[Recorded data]
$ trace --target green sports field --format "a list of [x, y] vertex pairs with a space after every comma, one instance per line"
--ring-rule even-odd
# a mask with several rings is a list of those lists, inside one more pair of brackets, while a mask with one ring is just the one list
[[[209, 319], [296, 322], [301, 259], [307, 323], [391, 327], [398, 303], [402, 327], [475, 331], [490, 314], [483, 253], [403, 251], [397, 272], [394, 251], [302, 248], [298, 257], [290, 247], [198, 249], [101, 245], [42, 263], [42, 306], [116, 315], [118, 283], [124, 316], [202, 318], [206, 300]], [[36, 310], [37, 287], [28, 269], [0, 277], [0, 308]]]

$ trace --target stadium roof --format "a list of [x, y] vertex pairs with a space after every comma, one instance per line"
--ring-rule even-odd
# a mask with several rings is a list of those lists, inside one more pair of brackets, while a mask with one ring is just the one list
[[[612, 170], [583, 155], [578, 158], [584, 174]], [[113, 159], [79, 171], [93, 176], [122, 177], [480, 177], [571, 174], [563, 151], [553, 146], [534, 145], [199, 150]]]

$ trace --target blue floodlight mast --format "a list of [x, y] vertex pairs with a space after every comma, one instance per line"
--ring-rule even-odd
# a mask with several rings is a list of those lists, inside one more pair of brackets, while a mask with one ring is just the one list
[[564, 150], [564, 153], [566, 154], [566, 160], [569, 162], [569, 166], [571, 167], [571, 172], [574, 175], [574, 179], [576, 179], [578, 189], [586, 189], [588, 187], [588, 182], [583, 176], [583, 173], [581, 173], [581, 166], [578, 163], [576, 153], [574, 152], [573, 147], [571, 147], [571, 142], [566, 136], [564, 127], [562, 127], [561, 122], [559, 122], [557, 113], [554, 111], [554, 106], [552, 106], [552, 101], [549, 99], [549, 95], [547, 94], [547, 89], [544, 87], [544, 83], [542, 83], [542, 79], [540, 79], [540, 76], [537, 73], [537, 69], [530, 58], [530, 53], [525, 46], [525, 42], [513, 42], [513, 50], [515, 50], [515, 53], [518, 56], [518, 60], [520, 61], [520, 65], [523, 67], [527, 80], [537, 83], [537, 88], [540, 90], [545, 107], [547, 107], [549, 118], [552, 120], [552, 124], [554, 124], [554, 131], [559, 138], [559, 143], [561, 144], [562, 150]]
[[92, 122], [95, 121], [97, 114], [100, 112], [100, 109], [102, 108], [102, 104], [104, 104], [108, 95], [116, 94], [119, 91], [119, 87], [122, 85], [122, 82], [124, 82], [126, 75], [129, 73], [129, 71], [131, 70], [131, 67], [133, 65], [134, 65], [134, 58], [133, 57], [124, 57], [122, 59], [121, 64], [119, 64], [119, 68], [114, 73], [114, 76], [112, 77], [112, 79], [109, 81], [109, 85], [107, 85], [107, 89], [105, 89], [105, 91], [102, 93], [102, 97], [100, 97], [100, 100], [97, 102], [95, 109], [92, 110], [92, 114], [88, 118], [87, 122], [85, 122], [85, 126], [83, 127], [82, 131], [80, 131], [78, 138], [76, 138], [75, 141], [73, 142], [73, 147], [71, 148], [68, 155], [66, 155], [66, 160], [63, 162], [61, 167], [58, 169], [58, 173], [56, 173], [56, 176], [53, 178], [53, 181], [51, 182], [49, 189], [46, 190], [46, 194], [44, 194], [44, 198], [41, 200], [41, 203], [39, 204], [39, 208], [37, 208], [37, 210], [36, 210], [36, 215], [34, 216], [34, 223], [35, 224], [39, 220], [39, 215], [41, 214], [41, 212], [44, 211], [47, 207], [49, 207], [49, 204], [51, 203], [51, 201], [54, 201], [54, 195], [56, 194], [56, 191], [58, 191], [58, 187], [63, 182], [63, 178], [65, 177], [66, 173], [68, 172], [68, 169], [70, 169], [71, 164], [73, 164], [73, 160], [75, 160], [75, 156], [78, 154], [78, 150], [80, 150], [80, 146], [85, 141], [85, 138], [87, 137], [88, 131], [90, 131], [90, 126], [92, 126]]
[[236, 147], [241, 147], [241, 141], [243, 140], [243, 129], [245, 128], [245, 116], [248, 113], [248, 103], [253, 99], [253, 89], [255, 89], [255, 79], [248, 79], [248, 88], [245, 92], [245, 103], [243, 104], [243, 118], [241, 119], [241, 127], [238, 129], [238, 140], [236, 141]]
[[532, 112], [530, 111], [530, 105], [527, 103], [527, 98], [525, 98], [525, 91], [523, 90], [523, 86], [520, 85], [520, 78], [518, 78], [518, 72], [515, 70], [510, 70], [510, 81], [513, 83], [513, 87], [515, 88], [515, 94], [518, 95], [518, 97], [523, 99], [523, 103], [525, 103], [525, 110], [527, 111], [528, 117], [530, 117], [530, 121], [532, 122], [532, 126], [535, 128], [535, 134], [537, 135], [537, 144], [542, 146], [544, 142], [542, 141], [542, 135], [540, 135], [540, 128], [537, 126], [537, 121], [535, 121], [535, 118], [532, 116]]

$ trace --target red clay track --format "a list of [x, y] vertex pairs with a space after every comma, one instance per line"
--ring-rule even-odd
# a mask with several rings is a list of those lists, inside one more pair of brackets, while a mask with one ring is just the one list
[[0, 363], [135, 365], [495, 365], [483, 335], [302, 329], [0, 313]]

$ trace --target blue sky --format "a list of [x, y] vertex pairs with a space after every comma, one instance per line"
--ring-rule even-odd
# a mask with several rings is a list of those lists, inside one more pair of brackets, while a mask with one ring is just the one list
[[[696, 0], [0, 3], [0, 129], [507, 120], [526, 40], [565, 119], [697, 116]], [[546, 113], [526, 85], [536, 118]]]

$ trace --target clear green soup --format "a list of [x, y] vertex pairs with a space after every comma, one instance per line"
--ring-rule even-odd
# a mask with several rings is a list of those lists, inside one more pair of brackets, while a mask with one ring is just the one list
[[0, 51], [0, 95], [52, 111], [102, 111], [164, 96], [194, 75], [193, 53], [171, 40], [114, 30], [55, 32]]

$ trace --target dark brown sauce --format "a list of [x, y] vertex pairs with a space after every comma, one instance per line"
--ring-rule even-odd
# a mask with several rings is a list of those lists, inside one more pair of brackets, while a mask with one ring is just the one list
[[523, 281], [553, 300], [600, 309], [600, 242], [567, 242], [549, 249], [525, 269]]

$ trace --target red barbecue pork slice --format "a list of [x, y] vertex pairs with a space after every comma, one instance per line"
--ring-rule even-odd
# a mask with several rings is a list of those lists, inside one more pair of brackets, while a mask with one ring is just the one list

*REQUIREMENT*:
List the lines of the records where "green" occurs.

*REPLY TO THE TASK*:
$ trace --target green sports field --format "a list of [x, y] vertex pairs with a space after every comma, one instance per line"
$ trace --target clear green soup --format "a list of [x, y] vertex pairs with a space after every comma, one instance per line"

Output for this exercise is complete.